Where a line below carries the word "dirt", include it in the count, then give the count alone.

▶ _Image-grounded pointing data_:
____

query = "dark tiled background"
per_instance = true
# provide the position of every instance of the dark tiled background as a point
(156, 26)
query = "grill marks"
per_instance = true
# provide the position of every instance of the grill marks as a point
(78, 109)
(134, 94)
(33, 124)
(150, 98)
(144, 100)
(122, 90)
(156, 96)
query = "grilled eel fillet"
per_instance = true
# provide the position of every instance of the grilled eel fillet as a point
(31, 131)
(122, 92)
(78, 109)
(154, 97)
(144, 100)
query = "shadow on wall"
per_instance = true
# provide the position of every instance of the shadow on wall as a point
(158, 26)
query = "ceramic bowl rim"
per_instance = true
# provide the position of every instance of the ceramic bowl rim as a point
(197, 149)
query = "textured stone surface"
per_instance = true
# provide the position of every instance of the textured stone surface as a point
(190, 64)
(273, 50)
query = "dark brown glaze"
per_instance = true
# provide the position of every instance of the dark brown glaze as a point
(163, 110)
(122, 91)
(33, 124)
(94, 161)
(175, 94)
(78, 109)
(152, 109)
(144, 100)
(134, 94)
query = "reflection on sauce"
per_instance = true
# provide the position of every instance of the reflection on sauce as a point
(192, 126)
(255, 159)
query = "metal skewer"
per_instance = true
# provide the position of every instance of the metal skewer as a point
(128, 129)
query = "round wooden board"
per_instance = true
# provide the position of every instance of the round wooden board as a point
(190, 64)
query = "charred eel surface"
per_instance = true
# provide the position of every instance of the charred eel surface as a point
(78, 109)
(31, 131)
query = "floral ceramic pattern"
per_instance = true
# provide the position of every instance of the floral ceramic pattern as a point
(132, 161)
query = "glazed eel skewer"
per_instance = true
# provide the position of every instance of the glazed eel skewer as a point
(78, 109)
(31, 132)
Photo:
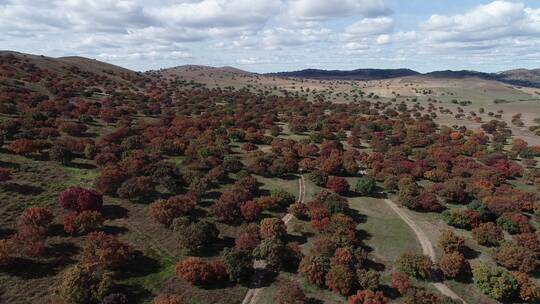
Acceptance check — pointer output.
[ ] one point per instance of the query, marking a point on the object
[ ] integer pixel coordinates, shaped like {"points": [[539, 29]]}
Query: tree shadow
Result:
{"points": [[135, 293], [9, 165], [358, 217], [6, 232], [300, 239], [377, 266], [212, 195], [389, 292], [114, 212], [23, 189], [39, 156], [114, 230], [139, 266], [80, 166], [57, 230], [57, 257], [470, 253]]}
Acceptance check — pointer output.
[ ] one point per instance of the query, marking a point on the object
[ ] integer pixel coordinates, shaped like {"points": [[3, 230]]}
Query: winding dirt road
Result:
{"points": [[260, 265], [427, 247]]}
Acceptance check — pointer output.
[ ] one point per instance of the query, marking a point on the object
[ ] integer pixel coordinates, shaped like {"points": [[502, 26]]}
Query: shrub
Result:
{"points": [[167, 299], [454, 265], [368, 297], [333, 202], [198, 272], [194, 237], [416, 265], [273, 251], [136, 188], [283, 197], [239, 264], [340, 278], [60, 154], [313, 269], [528, 290], [516, 258], [272, 228], [338, 184], [290, 293], [488, 234], [115, 298], [427, 201], [32, 230], [420, 296], [368, 279], [494, 282], [5, 175], [23, 146], [318, 177], [85, 284], [227, 207], [110, 179], [250, 210], [365, 185], [268, 203], [299, 210], [247, 241], [462, 218], [514, 223], [83, 222], [79, 200], [324, 245], [450, 242], [529, 240], [105, 250], [6, 248], [35, 217], [401, 282]]}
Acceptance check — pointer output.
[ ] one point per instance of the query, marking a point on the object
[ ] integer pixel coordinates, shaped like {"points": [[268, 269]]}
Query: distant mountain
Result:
{"points": [[360, 74], [519, 77], [458, 74]]}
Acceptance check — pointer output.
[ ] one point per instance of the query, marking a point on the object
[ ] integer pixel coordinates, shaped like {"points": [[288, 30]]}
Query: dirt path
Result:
{"points": [[427, 247], [258, 265]]}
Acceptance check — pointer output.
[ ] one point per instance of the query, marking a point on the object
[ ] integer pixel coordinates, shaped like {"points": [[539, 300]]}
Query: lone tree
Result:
{"points": [[365, 185], [416, 265], [79, 199]]}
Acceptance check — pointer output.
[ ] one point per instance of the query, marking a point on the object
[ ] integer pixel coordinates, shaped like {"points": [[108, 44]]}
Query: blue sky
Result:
{"points": [[280, 35]]}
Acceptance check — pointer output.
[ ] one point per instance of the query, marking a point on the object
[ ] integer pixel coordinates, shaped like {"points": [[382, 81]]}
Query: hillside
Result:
{"points": [[521, 77], [214, 185], [359, 74]]}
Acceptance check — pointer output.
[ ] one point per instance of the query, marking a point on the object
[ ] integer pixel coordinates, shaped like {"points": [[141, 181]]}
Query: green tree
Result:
{"points": [[365, 185]]}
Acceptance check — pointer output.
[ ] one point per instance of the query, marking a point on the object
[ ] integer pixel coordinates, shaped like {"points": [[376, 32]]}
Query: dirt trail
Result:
{"points": [[427, 247], [255, 289]]}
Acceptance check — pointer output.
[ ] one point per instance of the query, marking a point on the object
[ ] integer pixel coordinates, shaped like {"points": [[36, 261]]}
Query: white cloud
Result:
{"points": [[370, 26], [383, 39], [325, 9], [283, 37], [219, 13], [496, 20]]}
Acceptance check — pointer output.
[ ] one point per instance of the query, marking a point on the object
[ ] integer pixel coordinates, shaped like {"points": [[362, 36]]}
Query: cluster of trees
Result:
{"points": [[462, 167]]}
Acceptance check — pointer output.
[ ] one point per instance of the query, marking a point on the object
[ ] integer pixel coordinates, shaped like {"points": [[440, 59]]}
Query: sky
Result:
{"points": [[280, 35]]}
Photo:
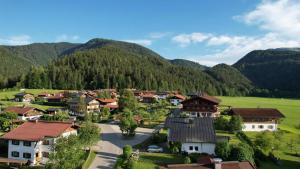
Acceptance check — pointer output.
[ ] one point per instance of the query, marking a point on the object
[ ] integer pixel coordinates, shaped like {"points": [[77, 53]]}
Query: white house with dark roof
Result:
{"points": [[196, 135], [33, 140]]}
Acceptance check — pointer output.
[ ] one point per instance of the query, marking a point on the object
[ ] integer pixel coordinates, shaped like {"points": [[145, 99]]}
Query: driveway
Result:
{"points": [[111, 144]]}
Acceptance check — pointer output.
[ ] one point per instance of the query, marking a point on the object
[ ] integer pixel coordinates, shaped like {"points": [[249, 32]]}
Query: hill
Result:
{"points": [[187, 63], [231, 78], [277, 70], [15, 60], [103, 63]]}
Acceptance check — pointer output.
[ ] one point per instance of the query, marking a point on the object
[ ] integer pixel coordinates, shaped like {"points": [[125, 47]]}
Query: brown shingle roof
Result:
{"points": [[35, 131], [257, 112], [19, 110]]}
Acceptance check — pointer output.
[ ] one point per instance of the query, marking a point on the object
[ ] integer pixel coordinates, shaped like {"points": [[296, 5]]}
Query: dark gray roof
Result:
{"points": [[191, 130]]}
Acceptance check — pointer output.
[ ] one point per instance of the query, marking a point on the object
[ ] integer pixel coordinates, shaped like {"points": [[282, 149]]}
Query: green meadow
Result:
{"points": [[290, 125]]}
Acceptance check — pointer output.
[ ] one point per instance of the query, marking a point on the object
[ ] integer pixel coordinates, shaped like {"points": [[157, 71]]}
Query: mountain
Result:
{"points": [[277, 70], [16, 60], [102, 63], [234, 82], [187, 63]]}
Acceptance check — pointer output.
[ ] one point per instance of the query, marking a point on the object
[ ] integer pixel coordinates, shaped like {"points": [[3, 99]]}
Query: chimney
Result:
{"points": [[218, 165]]}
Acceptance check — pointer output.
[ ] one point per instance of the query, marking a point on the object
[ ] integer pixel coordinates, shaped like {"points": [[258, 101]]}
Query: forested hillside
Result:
{"points": [[113, 64], [16, 60], [277, 70]]}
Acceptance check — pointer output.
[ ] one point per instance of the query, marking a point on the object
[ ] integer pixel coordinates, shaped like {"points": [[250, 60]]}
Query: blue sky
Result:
{"points": [[205, 31]]}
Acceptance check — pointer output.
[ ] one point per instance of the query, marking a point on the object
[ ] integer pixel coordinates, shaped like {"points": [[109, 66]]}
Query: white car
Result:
{"points": [[154, 149]]}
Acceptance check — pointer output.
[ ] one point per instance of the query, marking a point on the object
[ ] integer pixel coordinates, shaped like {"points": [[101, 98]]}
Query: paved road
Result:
{"points": [[111, 145]]}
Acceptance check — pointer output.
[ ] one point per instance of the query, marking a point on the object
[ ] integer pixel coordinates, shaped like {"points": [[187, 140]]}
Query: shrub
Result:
{"points": [[187, 160], [222, 150]]}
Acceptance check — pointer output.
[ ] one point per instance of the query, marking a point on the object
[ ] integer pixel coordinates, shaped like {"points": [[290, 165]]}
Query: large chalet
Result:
{"points": [[33, 140], [258, 119], [201, 106]]}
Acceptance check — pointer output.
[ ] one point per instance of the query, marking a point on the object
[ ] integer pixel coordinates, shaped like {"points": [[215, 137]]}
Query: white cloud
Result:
{"points": [[236, 47], [158, 35], [279, 19], [277, 16], [66, 38], [186, 39], [143, 42], [16, 40]]}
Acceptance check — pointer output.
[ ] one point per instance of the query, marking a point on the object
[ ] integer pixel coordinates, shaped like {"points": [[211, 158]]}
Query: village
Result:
{"points": [[195, 129]]}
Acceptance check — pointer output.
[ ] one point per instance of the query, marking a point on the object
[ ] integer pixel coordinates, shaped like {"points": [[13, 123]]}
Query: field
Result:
{"points": [[7, 95], [291, 109]]}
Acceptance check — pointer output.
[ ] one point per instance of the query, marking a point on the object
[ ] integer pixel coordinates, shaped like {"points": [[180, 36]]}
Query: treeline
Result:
{"points": [[114, 67]]}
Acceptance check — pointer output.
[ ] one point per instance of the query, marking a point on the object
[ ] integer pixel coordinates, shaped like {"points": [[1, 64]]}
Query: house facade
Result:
{"points": [[24, 97], [176, 99], [25, 113], [196, 135], [258, 119], [201, 106], [33, 140]]}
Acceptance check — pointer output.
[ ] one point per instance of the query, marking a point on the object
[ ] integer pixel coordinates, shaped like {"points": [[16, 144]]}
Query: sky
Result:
{"points": [[205, 31]]}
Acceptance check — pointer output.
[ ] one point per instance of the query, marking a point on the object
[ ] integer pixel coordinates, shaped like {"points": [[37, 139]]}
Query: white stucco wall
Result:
{"points": [[22, 149], [208, 148], [256, 126]]}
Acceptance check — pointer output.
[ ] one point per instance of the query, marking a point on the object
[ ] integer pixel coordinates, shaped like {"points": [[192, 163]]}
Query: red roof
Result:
{"points": [[257, 112], [35, 131], [19, 110], [103, 100], [224, 165], [179, 96]]}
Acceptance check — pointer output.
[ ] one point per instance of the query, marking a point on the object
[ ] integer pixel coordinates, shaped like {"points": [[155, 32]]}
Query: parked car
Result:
{"points": [[154, 149]]}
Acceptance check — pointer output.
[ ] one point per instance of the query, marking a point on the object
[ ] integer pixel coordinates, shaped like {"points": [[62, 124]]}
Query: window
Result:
{"points": [[46, 142], [26, 155], [15, 142], [27, 143], [45, 154], [15, 154]]}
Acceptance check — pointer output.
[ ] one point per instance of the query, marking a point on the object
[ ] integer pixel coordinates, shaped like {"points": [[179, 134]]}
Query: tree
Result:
{"points": [[221, 123], [67, 153], [235, 123], [223, 150], [264, 141], [127, 100], [242, 152], [6, 120], [88, 134], [187, 160], [105, 113]]}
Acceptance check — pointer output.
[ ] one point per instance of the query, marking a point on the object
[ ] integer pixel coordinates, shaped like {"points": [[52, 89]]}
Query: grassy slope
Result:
{"points": [[4, 95], [290, 108]]}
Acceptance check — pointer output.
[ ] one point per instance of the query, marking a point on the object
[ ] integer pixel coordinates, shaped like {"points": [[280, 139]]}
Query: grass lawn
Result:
{"points": [[153, 160], [89, 160], [4, 95], [291, 109]]}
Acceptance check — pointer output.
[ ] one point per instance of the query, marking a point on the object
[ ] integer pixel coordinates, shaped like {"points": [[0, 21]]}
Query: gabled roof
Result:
{"points": [[257, 112], [191, 130], [104, 100], [20, 110], [211, 99], [37, 130], [22, 94], [178, 96]]}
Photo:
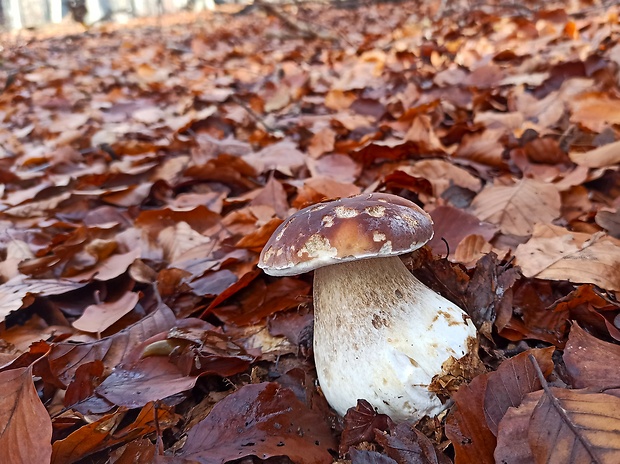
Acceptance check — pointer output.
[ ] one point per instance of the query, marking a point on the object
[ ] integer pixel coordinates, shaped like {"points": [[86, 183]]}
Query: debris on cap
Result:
{"points": [[359, 227]]}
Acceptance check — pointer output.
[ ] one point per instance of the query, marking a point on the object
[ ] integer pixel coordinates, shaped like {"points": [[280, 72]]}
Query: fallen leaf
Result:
{"points": [[591, 362], [606, 155], [360, 424], [150, 379], [263, 420], [466, 425], [13, 292], [97, 318], [109, 431], [516, 209], [509, 384], [26, 428], [513, 446], [557, 254], [575, 426], [66, 357], [595, 112]]}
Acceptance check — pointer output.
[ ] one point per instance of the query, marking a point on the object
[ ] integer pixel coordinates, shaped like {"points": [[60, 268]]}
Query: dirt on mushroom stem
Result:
{"points": [[382, 335]]}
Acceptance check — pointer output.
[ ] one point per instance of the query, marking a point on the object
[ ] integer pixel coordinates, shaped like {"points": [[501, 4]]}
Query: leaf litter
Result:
{"points": [[144, 166]]}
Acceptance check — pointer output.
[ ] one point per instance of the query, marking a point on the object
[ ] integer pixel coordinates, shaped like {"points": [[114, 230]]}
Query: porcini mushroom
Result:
{"points": [[379, 333]]}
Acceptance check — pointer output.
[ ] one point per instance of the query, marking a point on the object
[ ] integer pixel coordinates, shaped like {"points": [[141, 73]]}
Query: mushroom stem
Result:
{"points": [[382, 335]]}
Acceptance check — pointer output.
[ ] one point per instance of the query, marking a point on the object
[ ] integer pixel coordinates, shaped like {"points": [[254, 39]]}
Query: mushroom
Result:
{"points": [[379, 333]]}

____

▶ _Solution to the problem_:
4